------ DATA SUPPLIED ------
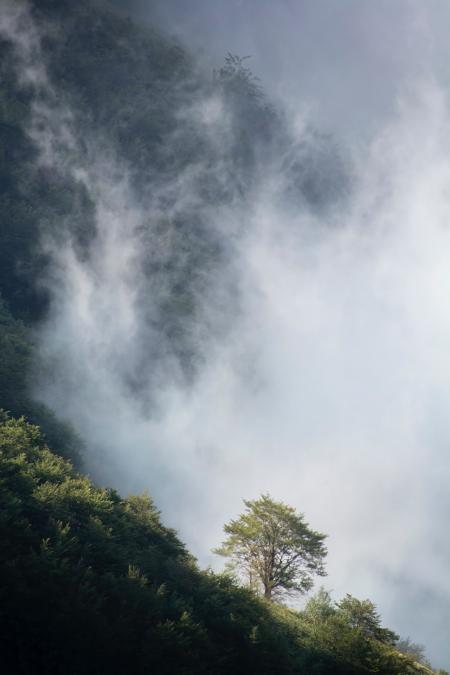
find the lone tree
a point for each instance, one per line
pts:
(273, 547)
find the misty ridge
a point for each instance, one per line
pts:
(207, 297)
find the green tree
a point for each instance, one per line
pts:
(274, 548)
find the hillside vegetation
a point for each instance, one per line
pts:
(91, 581)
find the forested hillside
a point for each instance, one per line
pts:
(91, 580)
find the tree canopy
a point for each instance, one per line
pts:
(275, 549)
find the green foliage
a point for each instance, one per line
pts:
(363, 616)
(18, 362)
(274, 548)
(92, 582)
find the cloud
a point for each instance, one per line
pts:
(326, 383)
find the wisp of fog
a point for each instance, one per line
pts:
(322, 343)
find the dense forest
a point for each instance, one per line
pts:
(91, 580)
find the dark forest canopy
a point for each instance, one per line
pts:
(91, 581)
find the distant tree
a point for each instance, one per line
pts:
(237, 77)
(362, 615)
(274, 548)
(406, 646)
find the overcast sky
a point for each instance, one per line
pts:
(332, 392)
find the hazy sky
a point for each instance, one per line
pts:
(346, 59)
(332, 389)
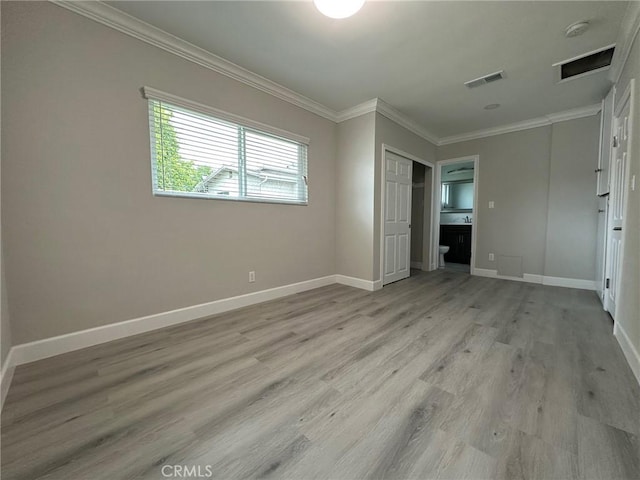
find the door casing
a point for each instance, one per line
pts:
(388, 148)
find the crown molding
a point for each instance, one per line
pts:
(129, 25)
(574, 113)
(360, 109)
(524, 125)
(628, 33)
(394, 114)
(383, 108)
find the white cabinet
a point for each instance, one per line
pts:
(606, 137)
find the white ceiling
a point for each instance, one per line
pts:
(415, 55)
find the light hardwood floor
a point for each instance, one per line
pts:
(442, 375)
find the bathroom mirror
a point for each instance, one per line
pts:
(457, 196)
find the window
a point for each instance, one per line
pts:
(197, 151)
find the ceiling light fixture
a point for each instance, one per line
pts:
(338, 8)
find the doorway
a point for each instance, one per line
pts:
(622, 128)
(406, 214)
(456, 221)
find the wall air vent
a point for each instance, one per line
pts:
(585, 64)
(492, 77)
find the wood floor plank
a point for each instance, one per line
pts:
(442, 375)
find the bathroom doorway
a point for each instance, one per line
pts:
(456, 219)
(421, 218)
(397, 214)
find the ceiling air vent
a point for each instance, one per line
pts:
(586, 64)
(492, 77)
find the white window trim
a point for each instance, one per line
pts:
(152, 94)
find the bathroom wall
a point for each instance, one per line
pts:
(524, 173)
(455, 217)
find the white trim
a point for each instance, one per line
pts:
(357, 111)
(402, 153)
(628, 33)
(527, 277)
(49, 347)
(356, 282)
(524, 125)
(540, 279)
(570, 283)
(438, 198)
(8, 367)
(397, 116)
(151, 93)
(575, 113)
(129, 25)
(383, 108)
(630, 352)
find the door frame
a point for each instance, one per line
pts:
(438, 197)
(388, 148)
(627, 96)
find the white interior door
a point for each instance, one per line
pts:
(622, 126)
(397, 218)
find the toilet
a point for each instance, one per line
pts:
(443, 249)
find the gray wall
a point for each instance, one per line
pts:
(573, 219)
(628, 315)
(89, 243)
(417, 211)
(5, 325)
(513, 173)
(354, 197)
(390, 133)
(543, 186)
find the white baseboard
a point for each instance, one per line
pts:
(570, 283)
(357, 282)
(629, 350)
(8, 367)
(540, 279)
(527, 277)
(49, 347)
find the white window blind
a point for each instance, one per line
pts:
(197, 154)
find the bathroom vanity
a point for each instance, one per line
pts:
(458, 239)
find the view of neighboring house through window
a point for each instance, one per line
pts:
(197, 155)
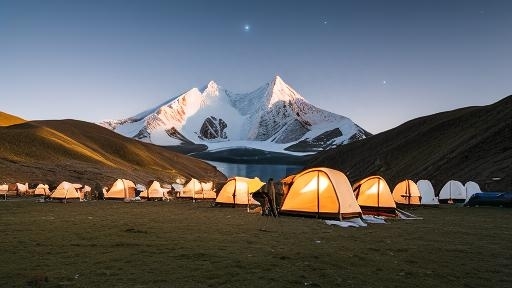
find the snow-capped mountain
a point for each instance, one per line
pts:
(273, 117)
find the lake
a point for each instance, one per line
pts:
(262, 171)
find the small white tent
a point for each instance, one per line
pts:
(471, 188)
(192, 187)
(66, 191)
(452, 192)
(428, 196)
(42, 190)
(121, 189)
(155, 191)
(237, 191)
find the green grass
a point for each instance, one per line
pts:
(184, 244)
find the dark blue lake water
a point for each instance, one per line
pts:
(262, 171)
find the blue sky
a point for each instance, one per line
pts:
(380, 63)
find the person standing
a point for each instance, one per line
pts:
(271, 191)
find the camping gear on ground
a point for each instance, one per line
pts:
(500, 199)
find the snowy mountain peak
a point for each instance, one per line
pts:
(280, 91)
(212, 88)
(273, 117)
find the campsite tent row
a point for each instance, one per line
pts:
(197, 190)
(65, 190)
(123, 189)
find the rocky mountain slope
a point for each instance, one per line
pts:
(473, 143)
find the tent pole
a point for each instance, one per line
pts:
(378, 192)
(234, 195)
(318, 195)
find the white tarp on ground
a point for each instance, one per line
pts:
(471, 188)
(357, 222)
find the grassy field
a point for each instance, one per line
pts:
(184, 244)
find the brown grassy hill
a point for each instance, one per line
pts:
(82, 152)
(8, 119)
(473, 143)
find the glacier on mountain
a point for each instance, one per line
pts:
(273, 117)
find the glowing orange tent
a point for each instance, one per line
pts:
(238, 190)
(155, 191)
(374, 196)
(321, 192)
(407, 192)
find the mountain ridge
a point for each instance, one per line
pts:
(466, 144)
(73, 150)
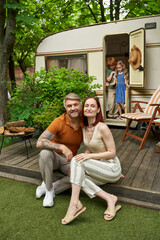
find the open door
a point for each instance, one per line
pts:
(137, 58)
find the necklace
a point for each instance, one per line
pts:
(89, 133)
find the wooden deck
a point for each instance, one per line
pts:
(140, 186)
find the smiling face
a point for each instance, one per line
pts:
(91, 108)
(119, 68)
(73, 108)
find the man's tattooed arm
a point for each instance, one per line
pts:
(45, 141)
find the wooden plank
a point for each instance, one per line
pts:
(133, 193)
(156, 182)
(138, 179)
(129, 176)
(151, 171)
(25, 161)
(20, 171)
(29, 164)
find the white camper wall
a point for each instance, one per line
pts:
(152, 67)
(39, 63)
(95, 66)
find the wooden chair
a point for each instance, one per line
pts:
(151, 112)
(157, 122)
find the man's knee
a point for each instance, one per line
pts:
(45, 155)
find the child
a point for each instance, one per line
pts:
(110, 71)
(121, 81)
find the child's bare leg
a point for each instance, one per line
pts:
(122, 105)
(119, 109)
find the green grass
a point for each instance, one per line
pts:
(22, 217)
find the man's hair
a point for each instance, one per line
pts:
(71, 96)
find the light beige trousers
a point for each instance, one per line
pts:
(112, 106)
(92, 173)
(50, 161)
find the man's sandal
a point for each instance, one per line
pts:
(111, 212)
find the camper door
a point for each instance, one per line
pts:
(137, 58)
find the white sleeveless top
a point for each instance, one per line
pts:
(95, 144)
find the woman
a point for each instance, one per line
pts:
(97, 166)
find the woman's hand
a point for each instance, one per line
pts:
(82, 157)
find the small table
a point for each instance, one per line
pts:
(24, 138)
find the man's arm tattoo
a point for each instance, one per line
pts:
(45, 141)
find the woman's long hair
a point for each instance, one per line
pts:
(124, 70)
(99, 118)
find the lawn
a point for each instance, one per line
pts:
(22, 217)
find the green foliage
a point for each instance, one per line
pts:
(39, 99)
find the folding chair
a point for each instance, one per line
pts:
(151, 112)
(157, 122)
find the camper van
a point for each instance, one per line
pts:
(88, 48)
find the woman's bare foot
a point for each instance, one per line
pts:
(112, 208)
(74, 211)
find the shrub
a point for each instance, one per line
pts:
(39, 99)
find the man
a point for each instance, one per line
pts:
(60, 142)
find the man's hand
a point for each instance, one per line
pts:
------
EXERCISE GOAL:
Copy every one of the records above word for word, leaving out the picture lines.

THE COMPLETED TASK:
find the lone tree
a point for each instance, one per line
pts:
(273, 547)
find the misty ridge
a point for each instance, one per line
pts:
(207, 297)
find the green tree
a point for each instance, one per line
pts:
(274, 548)
find the hillside vegetation
a point for each instance, one per line
pts:
(91, 581)
find the forested hillside
a point for each instance, one per line
pts:
(91, 580)
find the tree canopy
a point for each instance, one per line
pts:
(275, 549)
find the green foliage
a point for each instance, one per line
pts:
(363, 616)
(18, 362)
(274, 548)
(92, 582)
find the cloud
a point for each instance, one per line
pts:
(326, 383)
find the wisp of fog
a point for each instance, one per line
pts:
(322, 343)
find the dense forest
a point for each instance, one per line
pts:
(91, 580)
find the dark forest canopy
a point for each instance, one per line
pts:
(91, 581)
find the distant tree
a point for each instance, one per line
pts:
(237, 77)
(362, 615)
(274, 548)
(406, 646)
find the overcast sky
a point for each instance, one per line
pts:
(332, 392)
find the hazy sky
a point for each instance, one per line
pts:
(346, 59)
(332, 389)
find the door casing
a point for each instance, one per line
pts:
(388, 148)
find the crown molding
a point for each instance, one per line
pts:
(129, 25)
(574, 113)
(360, 109)
(524, 125)
(628, 33)
(394, 114)
(383, 108)
find the white cabinet
a point for each instance, one per line
pts:
(606, 137)
find the white ceiling
a point for each instance, one per line
pts:
(415, 55)
find the light hardwood floor
a point for each instance, one per line
pts:
(442, 375)
find the bathroom mirror
a point for each instance, one per line
pts:
(457, 196)
find the window
a point for each instance, one per line
pts:
(197, 151)
find the ceiling light fixture
a point for each instance, one per line
pts:
(338, 8)
find the doorway
a point for each instance, one per line
pts:
(622, 128)
(406, 214)
(456, 221)
find the wall air vent
a point for each instance, one per line
pts:
(585, 64)
(492, 77)
find the wood floor plank
a point for each instance, one per line
pts:
(442, 375)
find the bathroom doorway
a point for each instance, one per line
pts:
(456, 219)
(421, 218)
(397, 214)
find the ceiling air vent
a point for each instance, one per line
pts:
(586, 64)
(492, 77)
find the white window trim
a point for each instance, one per line
pts:
(152, 94)
find the bathroom wall
a point for each instance, one per line
pts:
(524, 173)
(455, 217)
find the white trim
a point for each instance, one per line
pts:
(357, 111)
(402, 153)
(628, 33)
(527, 277)
(49, 347)
(356, 282)
(524, 125)
(540, 279)
(570, 283)
(438, 198)
(8, 367)
(397, 116)
(151, 93)
(575, 113)
(129, 25)
(383, 108)
(630, 352)
find the door frame
a point for each instance, one per line
pts:
(438, 197)
(388, 148)
(627, 96)
find the white interior door
a point for each instance, one per line
pts:
(622, 126)
(397, 218)
find the toilet
a point for each instance, one per line
pts:
(443, 249)
find the gray wall
a point for each instance, one per line
pts:
(573, 219)
(628, 315)
(89, 243)
(417, 211)
(5, 325)
(513, 173)
(354, 197)
(390, 133)
(543, 186)
find the white baseboard
a point for each instance, one per line
pts:
(570, 283)
(357, 282)
(629, 350)
(8, 367)
(540, 279)
(527, 277)
(49, 347)
find the white window blind
a point for each instance, one per line
pts:
(197, 154)
find the bathroom vanity
a point for each instance, one per line
pts:
(458, 239)
find the view of neighboring house through window
a point for each instance, one per line
pts:
(197, 155)
find the snow-capped mountain
a point for each instance, one per line
pts:
(273, 117)
find the lake
a point for each instance, one per line
pts:
(262, 171)
find the small white tent
a point for each instance, one per line
pts:
(471, 188)
(192, 187)
(66, 191)
(452, 192)
(428, 196)
(42, 190)
(121, 189)
(155, 191)
(237, 191)
find the green grass
a point for each instance, one per line
pts:
(184, 244)
find the dark blue lake water
a point for each instance, one per line
pts:
(262, 171)
find the blue sky
a point for each instance, one per line
pts:
(380, 63)
find the person standing
a point for each instance, one per line
pts:
(271, 191)
find the camping gear on ground
a point for each instance, one per line
pts:
(500, 199)
find the snowy mountain peak
a point for each instance, one per line
pts:
(280, 91)
(212, 88)
(273, 117)
find the campsite tent row
a point for each instance, one per line
pts:
(197, 190)
(65, 190)
(123, 189)
find the rocky mountain slope
a point for each instance, one per line
pts:
(473, 143)
find the tent pole
a point for each instance, one per line
pts:
(378, 192)
(234, 195)
(318, 195)
find the white tarp on ground
a point for each instance, one per line
pts:
(471, 188)
(357, 222)
find the grassy field
a point for each instance, one per line
pts:
(184, 244)
find the brown grassy hill
a point for each instance, one per line
pts:
(82, 152)
(8, 119)
(473, 143)
find the glacier on mountain
a point for each instance, one per line
pts:
(273, 117)
find the glowing orange tent
a point for each instance, one per line
pts:
(238, 190)
(155, 191)
(374, 196)
(321, 192)
(407, 192)
find the mountain ridge
a point for each instance, one per line
pts:
(466, 144)
(73, 150)
find the open door
a point for each instance, one per line
pts:
(137, 58)
find the necklace
a point for each instance, one per line
pts:
(89, 133)
find the wooden deck
a point for each instance, one per line
pts:
(140, 186)
find the smiling face
a point for each instance, one per line
pts:
(91, 108)
(119, 68)
(73, 108)
find the man's tattooed arm
a point for each instance, one per line
pts:
(45, 141)
find the wooden plank
a point for each instance, one per line
pts:
(133, 193)
(156, 182)
(138, 179)
(129, 176)
(151, 171)
(25, 161)
(20, 171)
(29, 164)
find the white camper wall
a point for each instance, one per line
pts:
(152, 67)
(39, 63)
(95, 66)
find the wooden chair
a point for each instance, one per line
pts:
(151, 112)
(157, 122)
find the man's knee
a point for each instance, one per line
pts:
(45, 155)
find the child
a point for each instance, one per line
pts:
(110, 71)
(121, 81)
find the child's bare leg
a point for each instance, one per line
pts:
(122, 105)
(119, 109)
find the green grass
a point for each instance, one per line
pts:
(22, 217)
find the man's hair
a point for each instance, one per line
pts:
(71, 96)
find the light beige trousers
a point for each instance, one per line
pts:
(112, 106)
(92, 173)
(50, 161)
find the man's sandal
a point for each instance, one per line
pts:
(111, 212)
find the camper door
a point for each instance, one per line
pts:
(137, 58)
find the white sleeveless top
a point for each instance, one per line
pts:
(95, 144)
find the woman
a point for each instance, one per line
pts:
(97, 166)
find the woman's hand
a point for each instance, one per line
pts:
(82, 157)
find the small table
a point for each instance, one per line
pts:
(24, 138)
find the man's arm tattoo
a point for each instance, one per line
pts:
(45, 141)
find the woman's long hair
a point for each instance, one per line
pts:
(124, 70)
(99, 118)
find the lawn
a point for each instance, one per line
pts:
(22, 217)
find the green foliage
a point for each instance, one per line
pts:
(39, 99)
find the folding chair
a point for each instance, one per line
pts:
(151, 112)
(157, 122)
find the camper van
a point for each instance, one per line
pts:
(88, 48)
find the woman's bare foot
a point for each instance, one per line
pts:
(112, 208)
(74, 211)
find the shrub
a point for each instance, one per line
pts:
(39, 99)
find the man
a point for each instance, one per line
pts:
(60, 142)
find the man's hand
a point for each instance, one per line
pts:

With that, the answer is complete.